### EXERCISE DESCRIPTION
When you return the entries, keep every word and mark exactly as it is.

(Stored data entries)
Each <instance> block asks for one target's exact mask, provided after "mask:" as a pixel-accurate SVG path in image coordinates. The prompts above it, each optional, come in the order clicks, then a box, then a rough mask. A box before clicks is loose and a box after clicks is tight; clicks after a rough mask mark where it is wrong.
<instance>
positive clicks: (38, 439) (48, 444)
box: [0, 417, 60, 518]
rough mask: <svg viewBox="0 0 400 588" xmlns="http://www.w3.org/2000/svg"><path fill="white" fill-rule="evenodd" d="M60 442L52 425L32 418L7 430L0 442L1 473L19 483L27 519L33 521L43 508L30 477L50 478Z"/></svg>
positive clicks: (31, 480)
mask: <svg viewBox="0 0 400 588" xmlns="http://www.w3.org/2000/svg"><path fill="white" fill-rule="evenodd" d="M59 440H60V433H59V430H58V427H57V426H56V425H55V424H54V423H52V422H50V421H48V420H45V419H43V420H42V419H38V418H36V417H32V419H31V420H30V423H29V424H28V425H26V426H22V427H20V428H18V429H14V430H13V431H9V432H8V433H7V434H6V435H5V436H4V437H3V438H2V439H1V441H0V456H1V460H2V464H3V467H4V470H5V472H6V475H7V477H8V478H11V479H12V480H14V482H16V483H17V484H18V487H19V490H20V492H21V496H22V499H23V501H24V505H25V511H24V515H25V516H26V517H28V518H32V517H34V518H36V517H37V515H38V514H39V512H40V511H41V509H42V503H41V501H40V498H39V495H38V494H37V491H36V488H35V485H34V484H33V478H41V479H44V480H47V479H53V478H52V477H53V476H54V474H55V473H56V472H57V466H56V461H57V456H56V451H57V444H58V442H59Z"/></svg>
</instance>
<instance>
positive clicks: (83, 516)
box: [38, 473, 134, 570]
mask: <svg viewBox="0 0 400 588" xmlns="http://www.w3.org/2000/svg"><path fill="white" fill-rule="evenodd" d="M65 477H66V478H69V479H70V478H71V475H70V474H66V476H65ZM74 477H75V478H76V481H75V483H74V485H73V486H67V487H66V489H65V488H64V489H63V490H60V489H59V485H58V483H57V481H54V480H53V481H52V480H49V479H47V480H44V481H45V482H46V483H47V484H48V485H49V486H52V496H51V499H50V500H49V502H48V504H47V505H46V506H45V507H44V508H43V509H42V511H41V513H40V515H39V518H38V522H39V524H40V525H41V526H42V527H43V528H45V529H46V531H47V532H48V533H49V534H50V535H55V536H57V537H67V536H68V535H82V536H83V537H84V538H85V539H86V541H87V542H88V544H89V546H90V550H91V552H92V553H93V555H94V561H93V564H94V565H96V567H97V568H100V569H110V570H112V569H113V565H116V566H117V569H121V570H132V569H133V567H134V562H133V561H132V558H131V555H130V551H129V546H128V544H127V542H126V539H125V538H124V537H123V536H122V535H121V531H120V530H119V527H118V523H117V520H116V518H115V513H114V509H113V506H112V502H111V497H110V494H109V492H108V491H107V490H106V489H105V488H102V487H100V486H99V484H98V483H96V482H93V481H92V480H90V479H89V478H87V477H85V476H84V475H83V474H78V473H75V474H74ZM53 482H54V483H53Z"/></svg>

### SOLUTION FOR THIS EXERCISE
Each <instance> block asks for one target's exact mask, provided after "mask:" as a pixel-accurate SVG path in image coordinates. The prompts above it, each optional, come in the order clicks, then a box, then a rough mask. A box before clicks is loose and a box after clicks is tight; clicks after a rough mask mark where it is wrong.
<instance>
positive clicks: (38, 439) (48, 444)
box: [0, 417, 60, 518]
rough mask: <svg viewBox="0 0 400 588" xmlns="http://www.w3.org/2000/svg"><path fill="white" fill-rule="evenodd" d="M60 442L52 425L32 418L7 430L0 442L1 473L19 483L27 519L33 521L43 508L30 477L50 478Z"/></svg>
positive clicks: (31, 480)
mask: <svg viewBox="0 0 400 588" xmlns="http://www.w3.org/2000/svg"><path fill="white" fill-rule="evenodd" d="M59 440H60V433H59V430H58V427H57V426H56V425H55V424H54V423H52V422H50V421H48V420H45V419H43V420H42V419H38V418H36V417H32V419H31V420H30V423H29V424H28V425H26V426H22V427H20V428H18V429H14V430H13V431H9V432H8V433H7V434H6V435H5V436H4V437H3V438H2V439H1V441H0V456H1V460H2V464H3V467H4V470H5V472H6V475H7V477H8V478H11V479H12V480H14V482H16V483H17V484H18V487H19V490H20V492H21V496H22V499H23V501H24V505H25V511H24V515H25V516H26V517H28V518H32V517H34V518H36V517H37V515H38V514H39V512H40V511H41V509H42V503H41V501H40V498H39V495H38V494H37V491H36V488H35V485H34V484H33V478H41V479H44V480H47V479H53V478H52V477H53V476H54V474H55V473H56V472H57V466H56V461H57V456H56V451H57V444H58V442H59Z"/></svg>
</instance>
<instance>
positive clicks: (83, 516)
box: [38, 473, 134, 570]
mask: <svg viewBox="0 0 400 588" xmlns="http://www.w3.org/2000/svg"><path fill="white" fill-rule="evenodd" d="M65 477H66V478H69V479H70V478H71V475H70V474H66V476H65ZM74 477H75V478H76V481H75V483H74V485H73V486H67V487H66V489H65V488H64V489H63V490H60V489H59V485H58V483H57V481H54V480H53V481H52V480H49V479H47V480H44V481H45V482H46V483H47V484H48V485H49V486H52V496H51V499H50V500H49V502H48V504H47V505H46V506H45V507H44V508H43V509H42V511H41V513H40V515H39V518H38V522H39V524H40V525H41V526H42V527H43V528H45V529H46V531H47V532H48V533H49V534H50V535H55V536H57V537H67V536H68V535H82V536H83V537H84V538H85V539H86V541H87V542H88V544H89V546H90V550H91V552H92V553H93V555H94V561H93V564H94V565H96V567H97V568H100V569H110V570H112V569H113V565H116V566H117V569H121V570H132V569H133V567H134V562H133V561H132V558H131V555H130V551H129V546H128V544H127V542H126V539H125V538H124V537H123V536H122V535H121V531H120V530H119V527H118V523H117V520H116V518H115V513H114V509H113V506H112V502H111V497H110V494H109V492H108V491H107V490H106V489H105V488H102V487H100V486H99V484H98V483H96V482H93V481H92V480H90V479H89V478H87V477H85V476H84V475H83V474H78V473H75V474H74ZM53 482H54V483H53Z"/></svg>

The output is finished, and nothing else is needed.